**ZU ERLEDIGENDE AUFGABE 1**: Ändere in den Datensätzen die Zeilen ab der Zeile mit „tile fireplace surround.“ bis zum Ende der Datensätze: Ersetze „tile“ durch „marble“ und gib die Zeilen sonst unverändert wieder.

Tapioka-Cracker, Kingfish, Kaviar, Yuzu-Gel
Und zum Abschluss der Kleinigkeiten ein weiteres Highlight: knuspriger Cracker, roher Kingfish – sehr frisch und von hervorragender Qualität, salziger Kaviar und Säure vom Gel der japanischen Bitterzitrone. Alle vier waren einfach toll und machten Lust auf Mehr!
Sehr gutes warmes Brot, spanisches Olivenöl, Butter, Fleur de Sel 20 Gemüse
Bevor der erste Gang des eigentlichen Menüs serviert wurde, gab es das Signaturgericht des Hauses als Extra (für mich ohne Koriander). Das Gemüse, roh, als Creme oder auch “Stein” war von hervorragender Qualität und viele Sorten waren fermentiert. Dazu gab es einen buttrigen Gemüsesaft, der nach unserem Geschmack eine sehr gute Brücke zwischen all den verschiedenen Aromen darstellte. Uns wurde gesagt zum optimalen Genuss alles zu vermischen und dann zu essen. Wir fanden es fast schade, dieses tolle Bild zu zerstören.
Halb getrocknete Cherry-Tomaten, rote Tomate, gelbe Tomate, Tomatenessenz, Balsamico, Mozzarella- Eiscreme (in der Mitte) auf Mozzarella-Tartar, Mozzarella-Sphäre, vakuumierte Wassermelone, Basilikum-Perlen, Basilikum
Dieser Gang war spektakulärer als er sich auf der Speisekarte liest (Mozzarella3, Tomate. Wassermelone. Basilikum & Edamame). Das Vakuumieren im Beutel intensivierte den Geschmack der Wassermelone. Der klassische Insalata Caprese einmal anders. Die Sphäre sollte als Ganzes gegessen werden, damit sie ihren flüssigen Inhalt erst im Mund freigibt. Ich habe noch einen Tag später an diesen Gang zurückgedacht. Ich denke, das sagt viel über dieses Gericht.

**Datensatzzeilen**:
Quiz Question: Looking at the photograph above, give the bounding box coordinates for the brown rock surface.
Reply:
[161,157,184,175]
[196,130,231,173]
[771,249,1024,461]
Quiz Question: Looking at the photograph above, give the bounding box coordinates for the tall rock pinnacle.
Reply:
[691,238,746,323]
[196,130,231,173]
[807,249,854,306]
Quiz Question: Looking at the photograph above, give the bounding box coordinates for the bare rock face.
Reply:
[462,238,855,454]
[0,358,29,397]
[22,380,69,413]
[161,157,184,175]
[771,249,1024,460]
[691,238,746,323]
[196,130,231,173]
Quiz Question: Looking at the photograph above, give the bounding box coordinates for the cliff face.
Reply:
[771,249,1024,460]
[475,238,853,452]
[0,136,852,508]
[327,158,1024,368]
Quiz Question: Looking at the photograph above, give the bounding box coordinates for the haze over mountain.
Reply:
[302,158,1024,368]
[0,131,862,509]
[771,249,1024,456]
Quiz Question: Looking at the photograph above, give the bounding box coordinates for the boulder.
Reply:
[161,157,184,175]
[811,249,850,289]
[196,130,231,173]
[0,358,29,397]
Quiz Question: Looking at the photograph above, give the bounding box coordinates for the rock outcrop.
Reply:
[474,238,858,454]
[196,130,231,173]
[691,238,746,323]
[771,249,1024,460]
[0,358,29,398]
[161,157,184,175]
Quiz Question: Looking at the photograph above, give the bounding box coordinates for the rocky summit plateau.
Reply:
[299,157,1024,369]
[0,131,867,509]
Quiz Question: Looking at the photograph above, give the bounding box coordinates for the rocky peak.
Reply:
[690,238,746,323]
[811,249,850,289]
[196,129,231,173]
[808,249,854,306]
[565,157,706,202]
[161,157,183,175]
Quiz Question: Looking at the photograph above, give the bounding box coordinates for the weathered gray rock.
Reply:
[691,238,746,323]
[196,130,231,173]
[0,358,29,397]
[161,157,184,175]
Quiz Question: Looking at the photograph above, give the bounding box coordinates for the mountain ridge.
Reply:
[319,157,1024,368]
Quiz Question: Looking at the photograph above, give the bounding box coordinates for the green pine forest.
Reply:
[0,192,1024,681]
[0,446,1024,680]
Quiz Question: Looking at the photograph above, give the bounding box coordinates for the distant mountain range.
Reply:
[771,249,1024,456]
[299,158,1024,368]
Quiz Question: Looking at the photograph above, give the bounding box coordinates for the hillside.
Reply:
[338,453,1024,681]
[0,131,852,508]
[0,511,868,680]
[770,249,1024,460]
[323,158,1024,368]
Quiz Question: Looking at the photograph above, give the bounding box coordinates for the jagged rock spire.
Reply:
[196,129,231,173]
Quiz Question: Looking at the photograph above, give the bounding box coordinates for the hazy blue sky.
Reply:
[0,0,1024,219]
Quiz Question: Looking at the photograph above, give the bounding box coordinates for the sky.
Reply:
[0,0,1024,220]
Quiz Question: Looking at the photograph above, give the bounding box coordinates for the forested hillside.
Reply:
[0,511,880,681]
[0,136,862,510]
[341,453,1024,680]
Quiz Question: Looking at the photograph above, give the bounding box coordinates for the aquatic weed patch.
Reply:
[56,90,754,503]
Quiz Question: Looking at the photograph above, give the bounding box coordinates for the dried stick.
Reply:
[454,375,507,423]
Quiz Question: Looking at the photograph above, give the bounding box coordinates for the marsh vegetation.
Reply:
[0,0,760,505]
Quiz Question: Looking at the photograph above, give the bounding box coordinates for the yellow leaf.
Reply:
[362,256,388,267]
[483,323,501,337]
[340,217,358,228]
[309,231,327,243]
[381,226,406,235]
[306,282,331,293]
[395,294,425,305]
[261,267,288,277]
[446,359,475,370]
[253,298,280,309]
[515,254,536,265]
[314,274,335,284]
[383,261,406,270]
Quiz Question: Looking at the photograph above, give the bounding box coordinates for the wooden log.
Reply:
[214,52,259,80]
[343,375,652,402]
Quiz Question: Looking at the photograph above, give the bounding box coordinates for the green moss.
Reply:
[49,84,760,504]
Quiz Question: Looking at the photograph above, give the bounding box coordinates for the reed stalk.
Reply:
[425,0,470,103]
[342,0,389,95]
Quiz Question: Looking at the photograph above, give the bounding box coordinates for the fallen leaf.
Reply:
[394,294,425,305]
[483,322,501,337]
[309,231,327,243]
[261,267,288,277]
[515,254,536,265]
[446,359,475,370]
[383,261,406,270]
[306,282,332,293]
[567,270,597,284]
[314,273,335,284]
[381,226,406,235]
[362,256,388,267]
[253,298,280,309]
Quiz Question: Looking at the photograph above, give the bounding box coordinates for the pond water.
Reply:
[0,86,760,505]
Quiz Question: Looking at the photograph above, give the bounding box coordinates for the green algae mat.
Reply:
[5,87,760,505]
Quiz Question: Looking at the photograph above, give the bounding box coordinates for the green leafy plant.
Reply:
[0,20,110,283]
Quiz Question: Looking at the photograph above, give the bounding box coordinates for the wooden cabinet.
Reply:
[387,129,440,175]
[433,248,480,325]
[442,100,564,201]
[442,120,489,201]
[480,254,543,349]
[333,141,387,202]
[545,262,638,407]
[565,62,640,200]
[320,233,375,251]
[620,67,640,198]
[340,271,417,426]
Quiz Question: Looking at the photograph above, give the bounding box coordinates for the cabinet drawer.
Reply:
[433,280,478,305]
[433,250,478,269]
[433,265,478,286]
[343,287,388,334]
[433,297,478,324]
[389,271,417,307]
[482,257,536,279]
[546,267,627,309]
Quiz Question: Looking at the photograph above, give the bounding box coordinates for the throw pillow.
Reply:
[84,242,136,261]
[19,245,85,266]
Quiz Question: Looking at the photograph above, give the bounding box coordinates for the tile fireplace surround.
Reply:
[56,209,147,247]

**ZU ERLEDIGENDE AUFGABE 2**: Dupliziere aus dem Textauszug über das Menü wortgetreu den Abschnitt, der mit „Tapioka-Cracker, Kingfish, Kaviar, Yuzu-Gel“ beginnt und bis „Lust auf Mehr!“ reicht.

**ERGEBNIS DER ÜBUNG 1**:
Quiz Question: Looking at the photograph above, give the bounding box coordinates for the marble fireplace surround.
Reply:
[56,209,147,247]

**ERGEBNIS DER ÜBUNG 2**:
Tapioka-Cracker, Kingfish, Kaviar, Yuzu-Gel
Und zum Abschluss der Kleinigkeiten ein weiteres Highlight: knuspriger Cracker, roher Kingfish – sehr frisch und von hervorragender Qualität, salziger Kaviar und Säure vom Gel der japanischen Bitterzitrone. Alle vier waren einfach toll und machten Lust auf Mehr!